PROBLEM TO WORK ON >> Extract every line below that contains the string "target", matching case exactly.

RECORDED INFORMATION >>
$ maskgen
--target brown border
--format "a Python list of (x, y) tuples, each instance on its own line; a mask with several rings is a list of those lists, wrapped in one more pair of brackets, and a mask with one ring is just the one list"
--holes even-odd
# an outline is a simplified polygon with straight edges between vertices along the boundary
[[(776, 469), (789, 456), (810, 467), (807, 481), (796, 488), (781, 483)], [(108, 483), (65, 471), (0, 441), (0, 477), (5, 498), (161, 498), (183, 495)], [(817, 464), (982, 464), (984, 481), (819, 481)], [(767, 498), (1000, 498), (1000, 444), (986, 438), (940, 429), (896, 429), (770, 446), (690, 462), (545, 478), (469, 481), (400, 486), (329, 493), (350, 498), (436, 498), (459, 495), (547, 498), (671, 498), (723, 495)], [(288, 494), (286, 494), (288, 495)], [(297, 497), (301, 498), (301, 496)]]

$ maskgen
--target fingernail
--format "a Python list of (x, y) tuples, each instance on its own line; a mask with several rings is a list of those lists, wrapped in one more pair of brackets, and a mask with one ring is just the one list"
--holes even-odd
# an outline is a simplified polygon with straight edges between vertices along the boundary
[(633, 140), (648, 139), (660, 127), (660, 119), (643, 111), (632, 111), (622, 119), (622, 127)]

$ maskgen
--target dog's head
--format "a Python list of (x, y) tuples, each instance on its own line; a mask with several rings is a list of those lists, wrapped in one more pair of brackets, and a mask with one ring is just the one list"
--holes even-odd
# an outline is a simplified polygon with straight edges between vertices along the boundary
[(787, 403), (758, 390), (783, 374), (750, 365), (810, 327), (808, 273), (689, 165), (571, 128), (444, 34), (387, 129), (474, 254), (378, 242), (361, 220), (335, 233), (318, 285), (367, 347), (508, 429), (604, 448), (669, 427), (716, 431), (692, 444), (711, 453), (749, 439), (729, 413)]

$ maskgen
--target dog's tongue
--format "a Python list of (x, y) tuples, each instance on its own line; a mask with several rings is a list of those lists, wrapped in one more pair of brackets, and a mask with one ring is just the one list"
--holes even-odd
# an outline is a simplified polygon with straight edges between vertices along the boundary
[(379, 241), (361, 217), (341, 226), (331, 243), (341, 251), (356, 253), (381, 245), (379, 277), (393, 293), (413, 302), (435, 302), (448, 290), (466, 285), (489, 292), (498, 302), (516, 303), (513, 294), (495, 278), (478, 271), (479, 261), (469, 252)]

EXERCISE OUTPUT >>
--target brown border
--target fingernail
--target dog's head
--target dog's tongue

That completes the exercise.